**Dataset rows showing where objects appear**
start
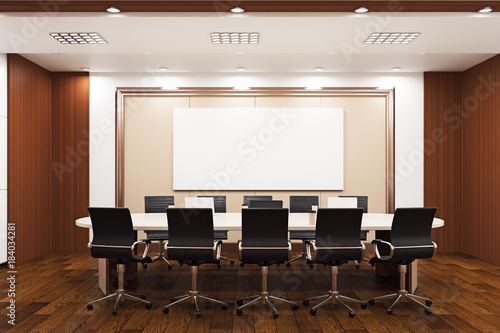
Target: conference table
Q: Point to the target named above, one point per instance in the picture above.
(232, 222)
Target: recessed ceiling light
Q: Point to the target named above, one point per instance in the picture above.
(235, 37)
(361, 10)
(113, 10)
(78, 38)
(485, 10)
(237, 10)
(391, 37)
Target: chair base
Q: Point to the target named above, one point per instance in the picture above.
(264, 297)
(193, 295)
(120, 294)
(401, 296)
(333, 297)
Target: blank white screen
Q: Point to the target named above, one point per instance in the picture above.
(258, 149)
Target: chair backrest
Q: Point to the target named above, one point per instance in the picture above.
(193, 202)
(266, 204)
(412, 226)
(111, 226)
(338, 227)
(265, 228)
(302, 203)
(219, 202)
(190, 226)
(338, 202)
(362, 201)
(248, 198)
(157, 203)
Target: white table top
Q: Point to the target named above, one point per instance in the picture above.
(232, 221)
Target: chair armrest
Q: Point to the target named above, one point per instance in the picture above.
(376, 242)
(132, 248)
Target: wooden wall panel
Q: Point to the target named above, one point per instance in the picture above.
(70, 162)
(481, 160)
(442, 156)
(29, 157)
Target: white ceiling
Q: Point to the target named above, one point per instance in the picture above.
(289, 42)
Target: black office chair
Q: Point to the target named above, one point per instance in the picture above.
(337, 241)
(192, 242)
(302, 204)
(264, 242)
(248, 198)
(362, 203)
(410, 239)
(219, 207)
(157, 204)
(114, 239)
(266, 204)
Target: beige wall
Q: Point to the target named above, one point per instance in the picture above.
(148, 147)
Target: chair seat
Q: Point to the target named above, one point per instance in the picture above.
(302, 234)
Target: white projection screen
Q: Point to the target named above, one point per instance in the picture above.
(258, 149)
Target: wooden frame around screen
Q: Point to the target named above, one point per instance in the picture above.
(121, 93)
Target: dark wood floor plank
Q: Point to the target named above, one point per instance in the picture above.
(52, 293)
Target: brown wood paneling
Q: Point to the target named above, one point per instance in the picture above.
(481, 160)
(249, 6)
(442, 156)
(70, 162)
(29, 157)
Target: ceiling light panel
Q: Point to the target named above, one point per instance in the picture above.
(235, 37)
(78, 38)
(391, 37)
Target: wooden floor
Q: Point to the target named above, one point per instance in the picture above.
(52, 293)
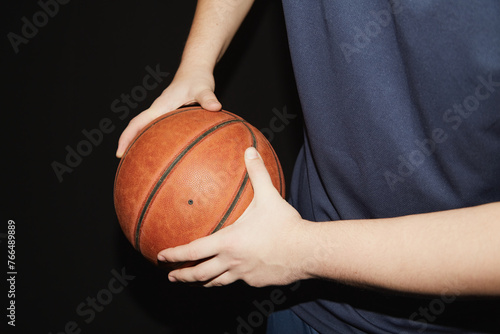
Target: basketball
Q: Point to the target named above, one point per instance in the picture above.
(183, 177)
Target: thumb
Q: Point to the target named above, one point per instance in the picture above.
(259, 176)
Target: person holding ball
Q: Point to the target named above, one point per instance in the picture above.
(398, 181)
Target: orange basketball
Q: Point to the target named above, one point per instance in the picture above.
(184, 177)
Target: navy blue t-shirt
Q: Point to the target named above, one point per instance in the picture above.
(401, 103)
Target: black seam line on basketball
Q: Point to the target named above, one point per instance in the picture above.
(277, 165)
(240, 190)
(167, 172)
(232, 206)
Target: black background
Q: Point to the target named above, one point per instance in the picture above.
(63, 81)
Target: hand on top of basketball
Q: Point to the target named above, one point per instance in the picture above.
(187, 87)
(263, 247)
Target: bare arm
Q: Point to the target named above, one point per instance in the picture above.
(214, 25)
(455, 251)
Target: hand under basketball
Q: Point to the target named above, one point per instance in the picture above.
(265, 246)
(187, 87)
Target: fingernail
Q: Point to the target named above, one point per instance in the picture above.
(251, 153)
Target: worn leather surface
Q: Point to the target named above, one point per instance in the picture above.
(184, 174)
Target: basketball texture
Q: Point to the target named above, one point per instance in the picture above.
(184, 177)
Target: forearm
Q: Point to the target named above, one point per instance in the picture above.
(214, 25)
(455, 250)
end
start
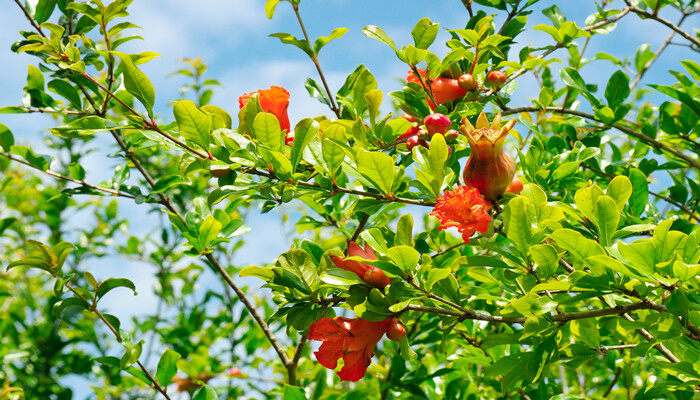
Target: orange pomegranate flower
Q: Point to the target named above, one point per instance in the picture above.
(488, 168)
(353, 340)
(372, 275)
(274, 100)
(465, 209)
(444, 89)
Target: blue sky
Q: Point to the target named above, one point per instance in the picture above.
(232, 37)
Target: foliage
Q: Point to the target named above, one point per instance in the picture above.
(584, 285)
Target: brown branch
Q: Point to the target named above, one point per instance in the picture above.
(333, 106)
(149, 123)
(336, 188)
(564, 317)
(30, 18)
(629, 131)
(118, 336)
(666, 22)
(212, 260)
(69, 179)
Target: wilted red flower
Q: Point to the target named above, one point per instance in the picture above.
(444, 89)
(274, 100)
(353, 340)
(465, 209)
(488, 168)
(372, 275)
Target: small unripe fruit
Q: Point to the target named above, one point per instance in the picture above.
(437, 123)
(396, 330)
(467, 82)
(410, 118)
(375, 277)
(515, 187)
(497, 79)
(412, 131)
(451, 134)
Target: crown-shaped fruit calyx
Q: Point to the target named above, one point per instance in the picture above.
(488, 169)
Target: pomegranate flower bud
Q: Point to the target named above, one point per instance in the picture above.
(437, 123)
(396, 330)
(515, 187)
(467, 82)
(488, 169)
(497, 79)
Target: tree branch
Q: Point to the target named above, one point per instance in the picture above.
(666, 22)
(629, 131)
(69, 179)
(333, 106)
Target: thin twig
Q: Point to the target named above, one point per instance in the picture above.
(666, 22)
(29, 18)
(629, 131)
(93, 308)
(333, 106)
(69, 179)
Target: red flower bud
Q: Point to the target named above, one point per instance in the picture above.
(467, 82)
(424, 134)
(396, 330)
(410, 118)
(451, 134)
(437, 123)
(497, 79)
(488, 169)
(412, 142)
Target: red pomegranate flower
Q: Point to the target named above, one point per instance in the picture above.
end
start
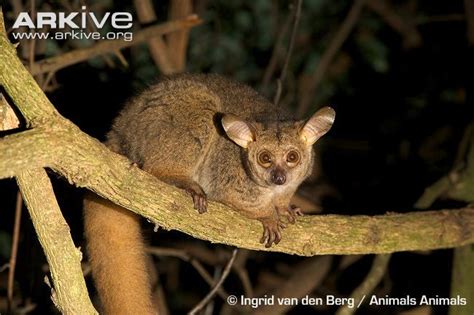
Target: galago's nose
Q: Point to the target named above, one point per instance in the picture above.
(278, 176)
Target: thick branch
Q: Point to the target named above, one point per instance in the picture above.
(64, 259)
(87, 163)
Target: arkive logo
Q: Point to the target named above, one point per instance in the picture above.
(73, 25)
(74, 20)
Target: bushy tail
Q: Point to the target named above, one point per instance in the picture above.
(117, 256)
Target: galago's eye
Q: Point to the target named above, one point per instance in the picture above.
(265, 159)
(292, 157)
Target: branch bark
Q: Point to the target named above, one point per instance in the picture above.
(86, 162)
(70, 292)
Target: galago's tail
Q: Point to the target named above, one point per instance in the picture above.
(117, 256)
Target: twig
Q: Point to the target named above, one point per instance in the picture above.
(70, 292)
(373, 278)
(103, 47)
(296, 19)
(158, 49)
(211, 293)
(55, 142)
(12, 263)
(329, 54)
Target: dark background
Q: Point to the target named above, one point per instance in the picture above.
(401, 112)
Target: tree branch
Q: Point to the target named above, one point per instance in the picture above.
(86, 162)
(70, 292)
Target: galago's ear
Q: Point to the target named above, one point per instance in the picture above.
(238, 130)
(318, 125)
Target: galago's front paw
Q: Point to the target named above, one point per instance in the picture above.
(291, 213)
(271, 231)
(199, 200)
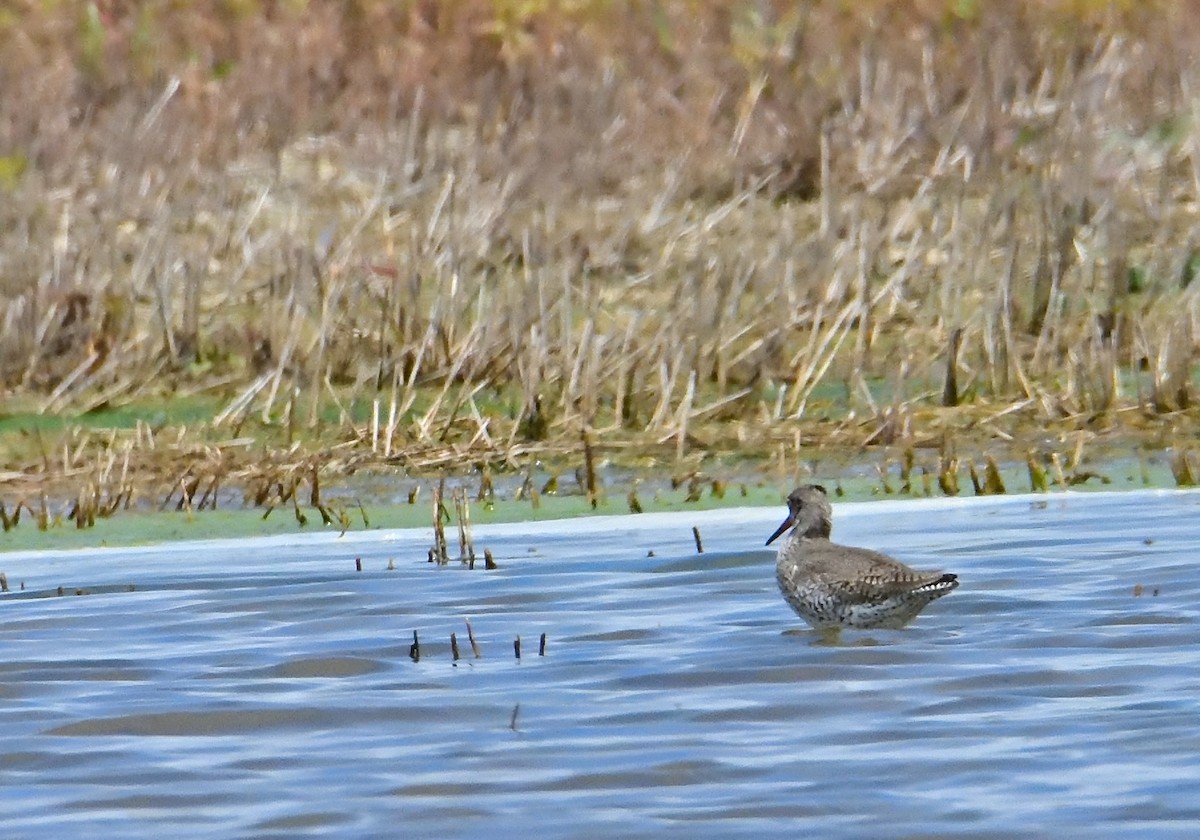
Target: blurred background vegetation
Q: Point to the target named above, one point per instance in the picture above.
end
**What to do**
Extract every line from the records above that contains the word "chair".

**Answer to this task**
Target: chair base
Target: chair backrest
Target: chair armrest
Target: black office chair
Target: chair seat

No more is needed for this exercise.